Your task =
Only one stretch of the records below should be repeated. It starts with the line containing "Your task: given the image above, detect temple" and goes on through the line containing "Your task: given the image above, detect green", exactly as written.

Collected data =
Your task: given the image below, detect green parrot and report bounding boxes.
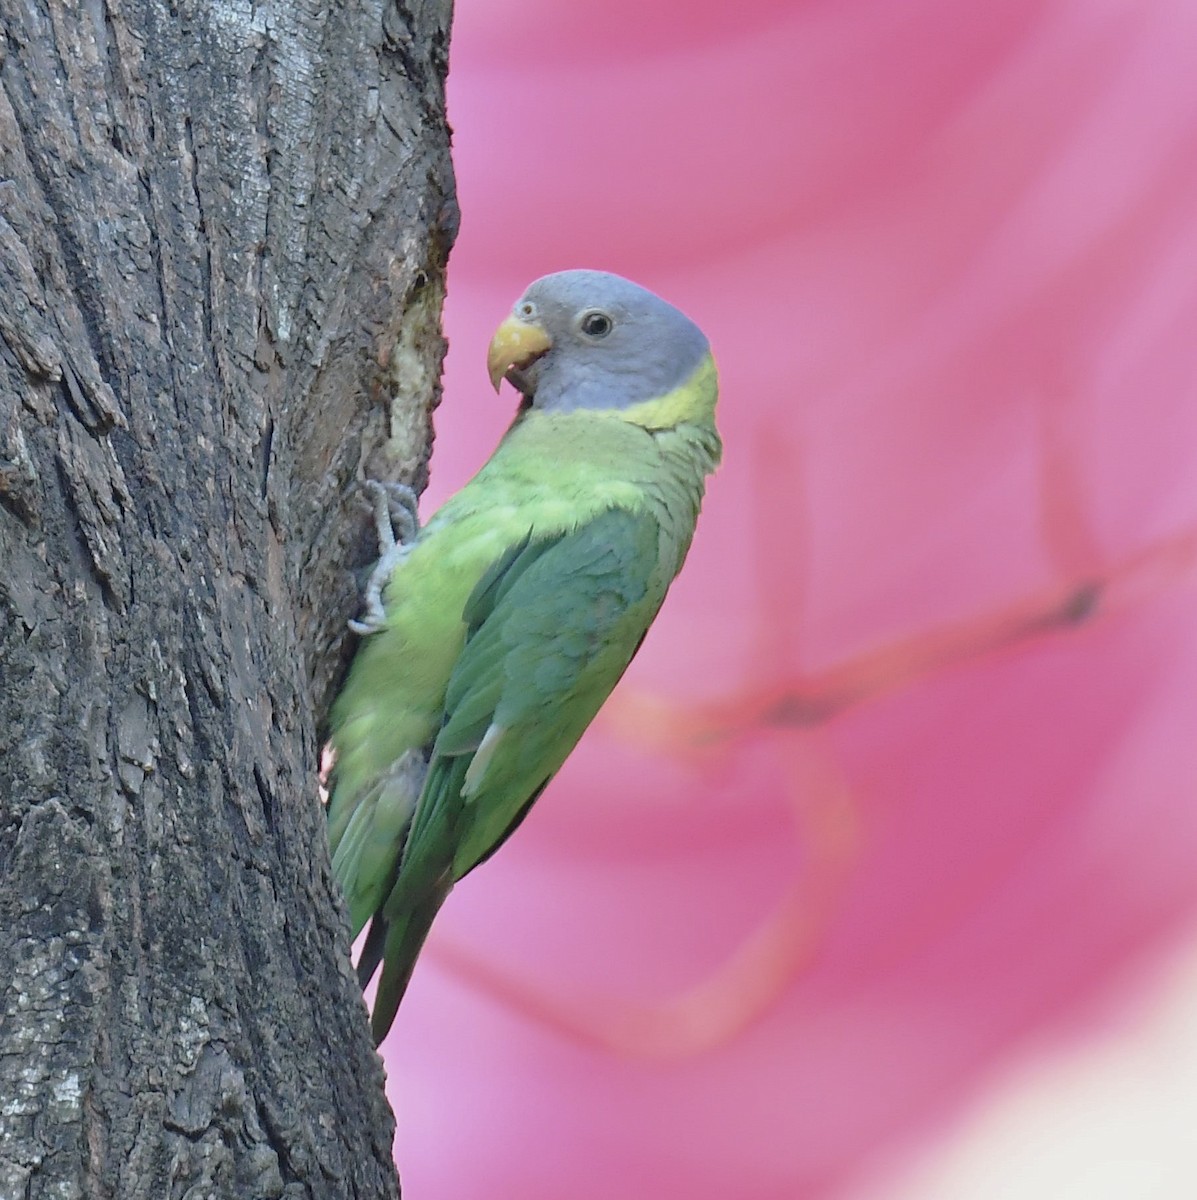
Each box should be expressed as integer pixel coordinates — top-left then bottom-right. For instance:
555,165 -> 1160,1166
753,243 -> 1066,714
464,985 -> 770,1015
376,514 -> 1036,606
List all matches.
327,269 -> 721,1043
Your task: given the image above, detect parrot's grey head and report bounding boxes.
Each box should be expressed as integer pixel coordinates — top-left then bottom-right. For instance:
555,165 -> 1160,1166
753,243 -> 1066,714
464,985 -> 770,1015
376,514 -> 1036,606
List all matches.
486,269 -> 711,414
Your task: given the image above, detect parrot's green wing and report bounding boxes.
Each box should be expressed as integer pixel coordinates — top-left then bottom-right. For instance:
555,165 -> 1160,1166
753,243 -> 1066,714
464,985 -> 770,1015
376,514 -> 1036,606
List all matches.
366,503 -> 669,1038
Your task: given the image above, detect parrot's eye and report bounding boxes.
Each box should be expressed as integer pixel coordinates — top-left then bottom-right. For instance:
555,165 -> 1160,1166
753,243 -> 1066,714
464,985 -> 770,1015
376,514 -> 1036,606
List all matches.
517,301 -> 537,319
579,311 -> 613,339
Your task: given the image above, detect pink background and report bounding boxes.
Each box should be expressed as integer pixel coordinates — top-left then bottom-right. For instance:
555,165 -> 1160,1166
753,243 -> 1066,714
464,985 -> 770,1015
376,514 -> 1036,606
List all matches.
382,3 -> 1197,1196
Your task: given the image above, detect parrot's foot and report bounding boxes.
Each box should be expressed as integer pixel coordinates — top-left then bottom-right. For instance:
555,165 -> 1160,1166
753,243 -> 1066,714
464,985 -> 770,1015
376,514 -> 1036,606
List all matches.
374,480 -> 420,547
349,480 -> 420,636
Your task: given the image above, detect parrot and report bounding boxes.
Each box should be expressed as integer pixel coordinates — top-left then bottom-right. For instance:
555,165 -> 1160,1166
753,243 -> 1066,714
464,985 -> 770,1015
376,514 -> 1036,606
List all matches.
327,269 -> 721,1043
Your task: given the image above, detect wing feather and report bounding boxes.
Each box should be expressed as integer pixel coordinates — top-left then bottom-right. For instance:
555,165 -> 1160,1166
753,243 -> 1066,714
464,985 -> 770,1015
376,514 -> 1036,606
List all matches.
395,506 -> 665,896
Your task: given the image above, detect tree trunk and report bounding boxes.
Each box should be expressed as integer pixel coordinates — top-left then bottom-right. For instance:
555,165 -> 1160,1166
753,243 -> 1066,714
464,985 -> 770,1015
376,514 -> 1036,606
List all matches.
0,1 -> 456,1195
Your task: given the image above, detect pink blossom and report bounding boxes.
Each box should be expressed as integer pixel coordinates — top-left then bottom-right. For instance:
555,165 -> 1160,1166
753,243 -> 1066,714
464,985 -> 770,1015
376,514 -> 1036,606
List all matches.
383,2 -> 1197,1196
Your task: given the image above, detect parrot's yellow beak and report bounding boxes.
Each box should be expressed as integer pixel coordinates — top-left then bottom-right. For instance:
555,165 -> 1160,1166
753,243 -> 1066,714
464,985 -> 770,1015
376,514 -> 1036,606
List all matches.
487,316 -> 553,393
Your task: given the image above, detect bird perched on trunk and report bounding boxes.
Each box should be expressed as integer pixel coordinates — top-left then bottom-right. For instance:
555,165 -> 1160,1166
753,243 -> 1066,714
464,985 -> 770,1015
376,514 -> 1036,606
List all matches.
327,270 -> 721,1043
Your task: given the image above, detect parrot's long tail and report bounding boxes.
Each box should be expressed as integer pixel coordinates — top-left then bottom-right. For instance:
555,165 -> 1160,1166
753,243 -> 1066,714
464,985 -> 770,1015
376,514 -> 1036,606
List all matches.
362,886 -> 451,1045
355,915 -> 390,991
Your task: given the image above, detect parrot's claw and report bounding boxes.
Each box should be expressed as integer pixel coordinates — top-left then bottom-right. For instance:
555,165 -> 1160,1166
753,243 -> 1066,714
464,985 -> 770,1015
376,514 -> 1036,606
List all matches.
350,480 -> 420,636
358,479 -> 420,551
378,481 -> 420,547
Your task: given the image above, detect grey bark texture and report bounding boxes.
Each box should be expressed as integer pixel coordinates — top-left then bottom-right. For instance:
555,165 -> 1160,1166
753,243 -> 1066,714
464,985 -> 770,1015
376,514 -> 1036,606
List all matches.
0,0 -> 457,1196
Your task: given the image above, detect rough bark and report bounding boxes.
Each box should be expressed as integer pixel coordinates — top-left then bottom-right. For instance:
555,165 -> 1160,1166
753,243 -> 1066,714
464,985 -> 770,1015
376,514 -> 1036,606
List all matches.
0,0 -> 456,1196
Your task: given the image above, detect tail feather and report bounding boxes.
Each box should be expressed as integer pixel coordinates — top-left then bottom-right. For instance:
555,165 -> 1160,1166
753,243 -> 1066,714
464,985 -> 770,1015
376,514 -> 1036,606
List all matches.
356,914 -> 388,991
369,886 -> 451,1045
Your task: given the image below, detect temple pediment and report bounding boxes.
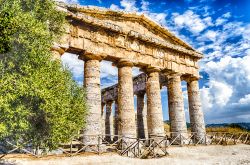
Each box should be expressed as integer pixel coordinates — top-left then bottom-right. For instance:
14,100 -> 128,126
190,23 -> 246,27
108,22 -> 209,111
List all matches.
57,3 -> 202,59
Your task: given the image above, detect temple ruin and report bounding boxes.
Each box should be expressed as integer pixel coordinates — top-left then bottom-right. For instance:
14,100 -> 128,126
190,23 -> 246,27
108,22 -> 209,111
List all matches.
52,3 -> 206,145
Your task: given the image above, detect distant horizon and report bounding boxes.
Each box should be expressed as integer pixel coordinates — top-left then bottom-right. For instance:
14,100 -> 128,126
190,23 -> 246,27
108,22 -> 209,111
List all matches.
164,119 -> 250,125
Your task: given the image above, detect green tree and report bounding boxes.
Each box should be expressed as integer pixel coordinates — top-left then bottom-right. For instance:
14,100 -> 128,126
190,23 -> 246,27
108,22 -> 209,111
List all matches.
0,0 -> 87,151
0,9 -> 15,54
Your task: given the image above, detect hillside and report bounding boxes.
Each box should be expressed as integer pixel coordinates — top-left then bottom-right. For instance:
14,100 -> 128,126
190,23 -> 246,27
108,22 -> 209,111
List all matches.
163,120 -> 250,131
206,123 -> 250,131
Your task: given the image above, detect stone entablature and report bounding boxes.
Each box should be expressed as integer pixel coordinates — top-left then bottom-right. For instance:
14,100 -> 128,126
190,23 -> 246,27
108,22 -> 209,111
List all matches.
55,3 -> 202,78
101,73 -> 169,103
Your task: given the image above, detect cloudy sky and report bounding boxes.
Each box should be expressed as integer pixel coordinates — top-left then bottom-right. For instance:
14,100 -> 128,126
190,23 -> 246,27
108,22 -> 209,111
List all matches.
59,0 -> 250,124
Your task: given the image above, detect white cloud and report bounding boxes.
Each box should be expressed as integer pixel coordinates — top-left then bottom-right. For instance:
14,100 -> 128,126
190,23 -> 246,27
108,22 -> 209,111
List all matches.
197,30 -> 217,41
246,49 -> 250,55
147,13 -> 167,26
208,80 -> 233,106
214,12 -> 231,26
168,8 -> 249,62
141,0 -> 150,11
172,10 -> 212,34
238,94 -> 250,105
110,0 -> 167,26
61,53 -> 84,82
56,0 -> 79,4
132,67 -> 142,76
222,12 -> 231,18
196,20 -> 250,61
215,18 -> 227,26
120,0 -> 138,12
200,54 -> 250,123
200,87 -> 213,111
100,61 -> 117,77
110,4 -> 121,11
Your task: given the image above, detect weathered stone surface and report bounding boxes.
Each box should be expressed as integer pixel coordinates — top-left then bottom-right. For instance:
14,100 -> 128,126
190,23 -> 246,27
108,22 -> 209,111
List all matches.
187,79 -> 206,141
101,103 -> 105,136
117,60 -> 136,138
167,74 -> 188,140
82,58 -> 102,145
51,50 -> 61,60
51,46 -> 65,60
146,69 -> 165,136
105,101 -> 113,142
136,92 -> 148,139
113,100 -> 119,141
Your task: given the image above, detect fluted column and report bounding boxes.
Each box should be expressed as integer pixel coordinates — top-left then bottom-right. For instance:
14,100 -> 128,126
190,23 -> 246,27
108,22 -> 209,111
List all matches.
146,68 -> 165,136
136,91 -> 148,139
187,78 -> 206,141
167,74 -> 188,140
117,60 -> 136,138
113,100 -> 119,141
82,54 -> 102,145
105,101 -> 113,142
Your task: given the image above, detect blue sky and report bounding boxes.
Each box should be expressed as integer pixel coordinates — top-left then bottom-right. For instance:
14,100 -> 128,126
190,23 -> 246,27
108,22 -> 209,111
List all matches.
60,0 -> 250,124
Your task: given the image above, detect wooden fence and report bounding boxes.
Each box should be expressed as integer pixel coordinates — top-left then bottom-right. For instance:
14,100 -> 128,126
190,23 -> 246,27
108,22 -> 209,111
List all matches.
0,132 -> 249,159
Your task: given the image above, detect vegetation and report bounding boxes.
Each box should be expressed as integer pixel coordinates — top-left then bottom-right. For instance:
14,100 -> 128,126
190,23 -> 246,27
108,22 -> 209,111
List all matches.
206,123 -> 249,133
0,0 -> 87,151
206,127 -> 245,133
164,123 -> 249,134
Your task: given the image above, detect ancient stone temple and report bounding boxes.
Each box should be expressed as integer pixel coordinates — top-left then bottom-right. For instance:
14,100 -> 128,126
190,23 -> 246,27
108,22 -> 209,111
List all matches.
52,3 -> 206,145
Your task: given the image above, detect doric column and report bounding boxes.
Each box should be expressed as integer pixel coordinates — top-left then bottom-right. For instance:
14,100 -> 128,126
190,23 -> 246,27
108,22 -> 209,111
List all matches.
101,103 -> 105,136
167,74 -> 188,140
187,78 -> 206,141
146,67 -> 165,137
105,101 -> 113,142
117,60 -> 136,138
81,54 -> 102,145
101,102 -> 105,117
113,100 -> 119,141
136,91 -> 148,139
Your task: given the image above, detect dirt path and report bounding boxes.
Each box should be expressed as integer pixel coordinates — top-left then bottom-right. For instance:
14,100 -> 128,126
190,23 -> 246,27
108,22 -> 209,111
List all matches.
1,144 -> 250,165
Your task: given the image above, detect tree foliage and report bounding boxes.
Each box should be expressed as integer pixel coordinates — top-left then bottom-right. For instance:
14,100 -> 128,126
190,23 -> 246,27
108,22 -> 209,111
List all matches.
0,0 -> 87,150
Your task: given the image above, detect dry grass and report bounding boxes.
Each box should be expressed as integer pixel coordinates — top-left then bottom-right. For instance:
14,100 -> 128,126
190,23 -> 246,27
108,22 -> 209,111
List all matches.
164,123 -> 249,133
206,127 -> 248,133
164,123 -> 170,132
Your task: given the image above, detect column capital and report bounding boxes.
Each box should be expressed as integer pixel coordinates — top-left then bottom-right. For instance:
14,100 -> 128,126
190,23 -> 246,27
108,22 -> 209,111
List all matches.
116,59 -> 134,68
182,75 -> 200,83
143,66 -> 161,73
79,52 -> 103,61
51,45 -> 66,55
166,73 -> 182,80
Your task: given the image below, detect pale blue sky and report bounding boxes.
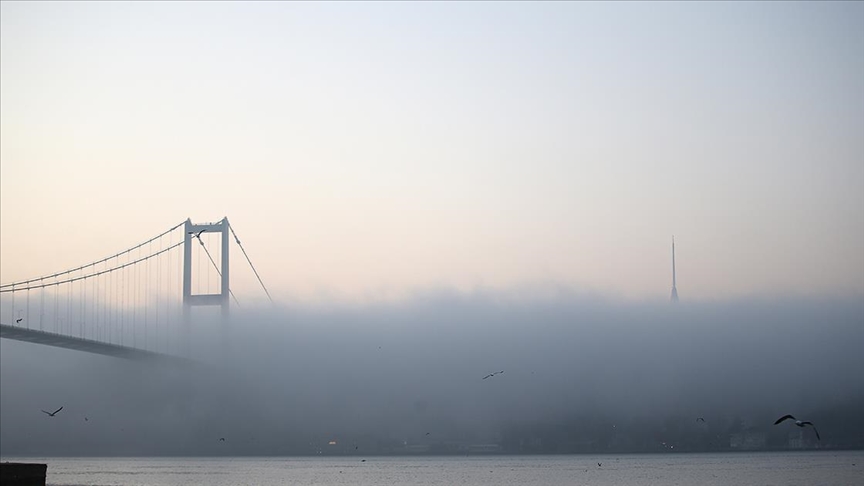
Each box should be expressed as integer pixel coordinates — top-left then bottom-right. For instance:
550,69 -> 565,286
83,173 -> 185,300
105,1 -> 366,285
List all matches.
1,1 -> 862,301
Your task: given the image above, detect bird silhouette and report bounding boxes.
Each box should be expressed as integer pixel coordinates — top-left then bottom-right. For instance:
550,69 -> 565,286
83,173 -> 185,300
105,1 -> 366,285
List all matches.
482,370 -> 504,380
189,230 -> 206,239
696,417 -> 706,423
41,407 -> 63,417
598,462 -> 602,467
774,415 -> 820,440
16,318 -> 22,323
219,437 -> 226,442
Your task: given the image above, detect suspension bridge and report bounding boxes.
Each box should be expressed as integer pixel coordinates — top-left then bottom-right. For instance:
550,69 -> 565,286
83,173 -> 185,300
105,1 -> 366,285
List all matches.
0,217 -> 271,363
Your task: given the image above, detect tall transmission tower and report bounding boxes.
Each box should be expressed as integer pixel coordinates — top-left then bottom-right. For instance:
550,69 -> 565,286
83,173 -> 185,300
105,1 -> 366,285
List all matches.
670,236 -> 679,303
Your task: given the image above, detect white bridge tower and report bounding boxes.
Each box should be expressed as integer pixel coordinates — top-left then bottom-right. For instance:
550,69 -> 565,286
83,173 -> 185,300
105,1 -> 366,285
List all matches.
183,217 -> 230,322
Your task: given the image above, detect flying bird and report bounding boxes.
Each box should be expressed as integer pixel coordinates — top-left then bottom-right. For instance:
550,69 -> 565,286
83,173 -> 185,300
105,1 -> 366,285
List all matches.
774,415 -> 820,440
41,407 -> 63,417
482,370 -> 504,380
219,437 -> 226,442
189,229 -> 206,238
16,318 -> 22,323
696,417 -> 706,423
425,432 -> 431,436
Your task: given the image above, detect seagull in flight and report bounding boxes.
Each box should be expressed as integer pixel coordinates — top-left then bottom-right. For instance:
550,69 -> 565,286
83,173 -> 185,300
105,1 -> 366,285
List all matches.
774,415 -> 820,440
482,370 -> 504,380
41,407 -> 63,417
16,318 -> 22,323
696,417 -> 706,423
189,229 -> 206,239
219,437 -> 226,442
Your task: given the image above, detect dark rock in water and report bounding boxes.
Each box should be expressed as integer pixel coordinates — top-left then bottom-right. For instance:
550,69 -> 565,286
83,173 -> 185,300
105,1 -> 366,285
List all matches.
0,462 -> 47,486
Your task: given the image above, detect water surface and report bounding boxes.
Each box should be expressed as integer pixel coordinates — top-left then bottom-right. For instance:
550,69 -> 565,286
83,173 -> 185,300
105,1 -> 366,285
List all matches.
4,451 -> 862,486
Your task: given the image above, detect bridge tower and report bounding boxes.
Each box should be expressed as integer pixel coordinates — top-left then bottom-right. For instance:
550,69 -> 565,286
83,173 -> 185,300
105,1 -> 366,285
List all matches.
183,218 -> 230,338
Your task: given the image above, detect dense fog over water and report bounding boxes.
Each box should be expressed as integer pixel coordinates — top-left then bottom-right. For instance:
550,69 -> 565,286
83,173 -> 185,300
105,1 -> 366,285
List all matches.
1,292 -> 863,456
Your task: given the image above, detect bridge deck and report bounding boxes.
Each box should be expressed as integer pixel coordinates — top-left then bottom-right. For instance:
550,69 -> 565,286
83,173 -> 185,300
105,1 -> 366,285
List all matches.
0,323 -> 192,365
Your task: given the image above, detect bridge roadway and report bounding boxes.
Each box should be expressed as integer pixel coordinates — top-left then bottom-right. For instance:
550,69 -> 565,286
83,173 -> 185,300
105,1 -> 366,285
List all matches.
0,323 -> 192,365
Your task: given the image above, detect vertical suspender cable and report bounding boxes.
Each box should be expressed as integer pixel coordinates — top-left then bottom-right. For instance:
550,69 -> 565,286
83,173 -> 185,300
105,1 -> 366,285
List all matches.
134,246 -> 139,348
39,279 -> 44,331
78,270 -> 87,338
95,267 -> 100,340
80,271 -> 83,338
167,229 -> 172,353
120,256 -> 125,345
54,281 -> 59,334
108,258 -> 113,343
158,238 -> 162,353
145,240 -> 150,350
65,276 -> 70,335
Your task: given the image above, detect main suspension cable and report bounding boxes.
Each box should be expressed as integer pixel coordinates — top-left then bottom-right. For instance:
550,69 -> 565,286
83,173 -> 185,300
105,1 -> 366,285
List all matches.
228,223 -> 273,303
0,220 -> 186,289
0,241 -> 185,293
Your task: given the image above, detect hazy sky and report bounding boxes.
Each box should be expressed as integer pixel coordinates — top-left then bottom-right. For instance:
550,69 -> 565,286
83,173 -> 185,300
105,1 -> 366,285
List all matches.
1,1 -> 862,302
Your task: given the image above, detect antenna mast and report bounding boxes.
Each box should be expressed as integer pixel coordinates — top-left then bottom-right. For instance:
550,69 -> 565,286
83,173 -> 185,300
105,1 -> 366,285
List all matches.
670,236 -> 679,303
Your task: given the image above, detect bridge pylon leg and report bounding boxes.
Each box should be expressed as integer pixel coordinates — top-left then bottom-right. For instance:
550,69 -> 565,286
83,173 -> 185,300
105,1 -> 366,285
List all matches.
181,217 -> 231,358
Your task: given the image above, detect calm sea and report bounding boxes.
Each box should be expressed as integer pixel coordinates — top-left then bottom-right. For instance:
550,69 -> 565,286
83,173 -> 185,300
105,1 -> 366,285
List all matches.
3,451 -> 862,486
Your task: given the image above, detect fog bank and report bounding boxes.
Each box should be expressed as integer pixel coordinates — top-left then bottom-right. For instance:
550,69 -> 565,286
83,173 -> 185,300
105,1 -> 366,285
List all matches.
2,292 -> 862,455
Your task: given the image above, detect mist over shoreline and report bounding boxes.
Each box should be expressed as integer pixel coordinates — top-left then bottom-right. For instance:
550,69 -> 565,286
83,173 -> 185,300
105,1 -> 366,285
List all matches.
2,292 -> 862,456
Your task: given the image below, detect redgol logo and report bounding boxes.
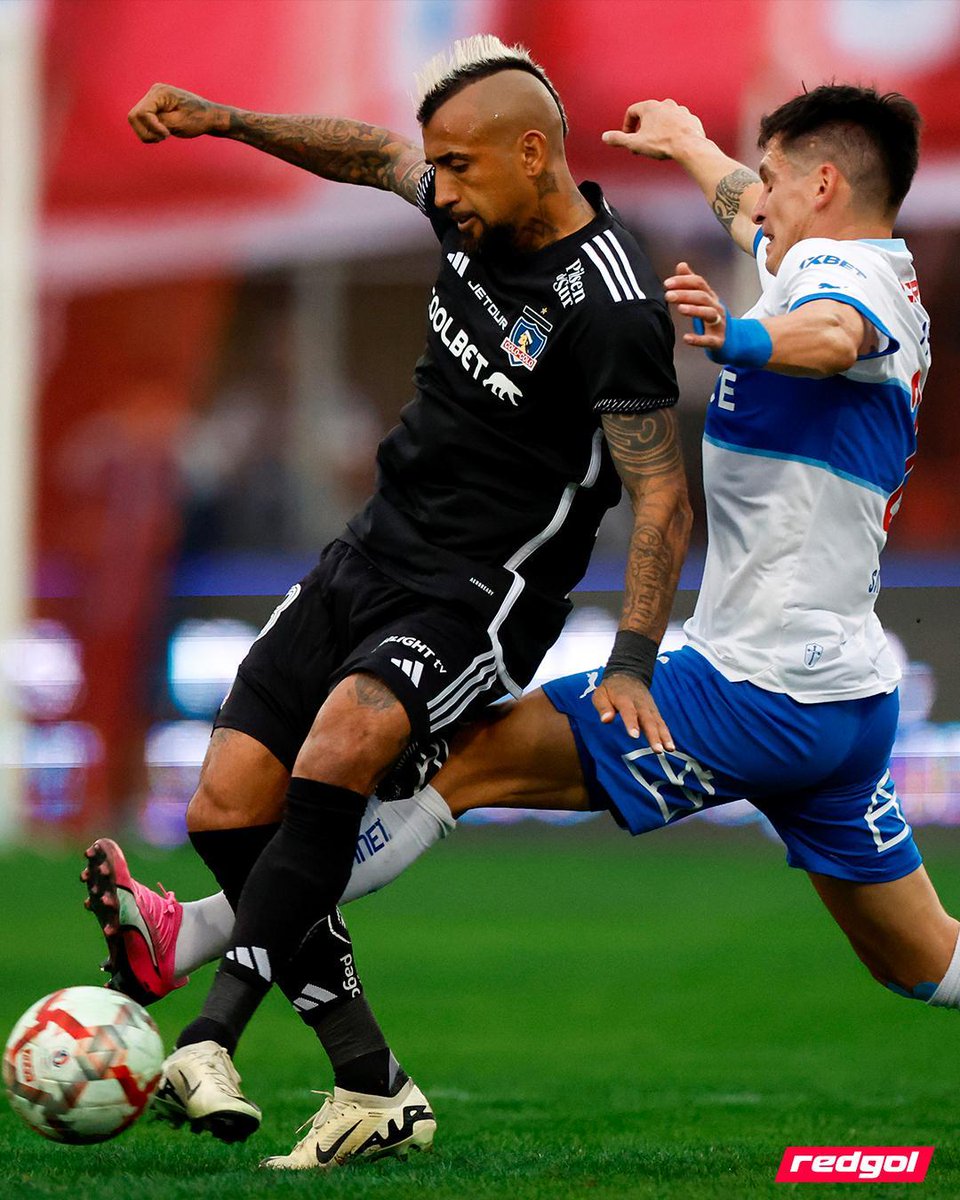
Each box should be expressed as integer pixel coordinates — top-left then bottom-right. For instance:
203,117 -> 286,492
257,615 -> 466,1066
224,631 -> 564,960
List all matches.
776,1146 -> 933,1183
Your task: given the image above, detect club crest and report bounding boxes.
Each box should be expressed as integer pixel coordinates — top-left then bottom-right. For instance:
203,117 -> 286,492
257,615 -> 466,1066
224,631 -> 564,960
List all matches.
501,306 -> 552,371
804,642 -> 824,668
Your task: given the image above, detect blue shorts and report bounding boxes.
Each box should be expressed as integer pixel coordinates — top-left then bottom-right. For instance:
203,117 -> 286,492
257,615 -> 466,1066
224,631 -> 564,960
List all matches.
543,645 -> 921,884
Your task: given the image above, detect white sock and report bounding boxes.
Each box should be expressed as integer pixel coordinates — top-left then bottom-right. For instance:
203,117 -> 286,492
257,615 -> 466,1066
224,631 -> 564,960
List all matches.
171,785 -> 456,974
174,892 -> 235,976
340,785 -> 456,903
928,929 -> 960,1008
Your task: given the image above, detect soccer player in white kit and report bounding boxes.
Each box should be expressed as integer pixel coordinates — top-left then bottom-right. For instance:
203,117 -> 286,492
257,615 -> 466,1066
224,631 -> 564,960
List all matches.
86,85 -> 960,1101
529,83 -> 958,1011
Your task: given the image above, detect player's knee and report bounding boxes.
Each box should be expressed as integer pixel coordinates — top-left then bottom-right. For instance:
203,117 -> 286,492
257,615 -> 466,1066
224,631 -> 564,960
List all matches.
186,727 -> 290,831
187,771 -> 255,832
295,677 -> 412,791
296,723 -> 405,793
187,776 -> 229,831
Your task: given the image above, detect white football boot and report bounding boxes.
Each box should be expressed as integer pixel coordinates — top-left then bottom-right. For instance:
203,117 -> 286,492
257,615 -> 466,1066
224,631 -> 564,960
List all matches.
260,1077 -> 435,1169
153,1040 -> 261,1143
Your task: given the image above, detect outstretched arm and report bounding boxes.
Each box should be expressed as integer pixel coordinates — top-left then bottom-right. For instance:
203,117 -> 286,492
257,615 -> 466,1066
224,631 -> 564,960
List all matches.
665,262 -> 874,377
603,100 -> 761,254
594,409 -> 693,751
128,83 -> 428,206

Response to this task =
Your task: given the image above, detect temple ruin and report bounding boxes.
Each box should be expressed as integer pixel coordinates — top-left then bottom-right. For instance:
14,100 -> 128,126
190,23 -> 246,27
108,22 -> 209,111
List all matches.
52,3 -> 206,145
Your task: given the image above, detect distant horizon and report bounding boxes.
Each box should be expressed as integer pixel coordinates — top-left then bottom-right. For instance:
14,100 -> 128,126
190,23 -> 246,27
108,22 -> 209,111
List all matches.
164,119 -> 250,125
Your task: given the image above, detect green tree and report bounding boxes.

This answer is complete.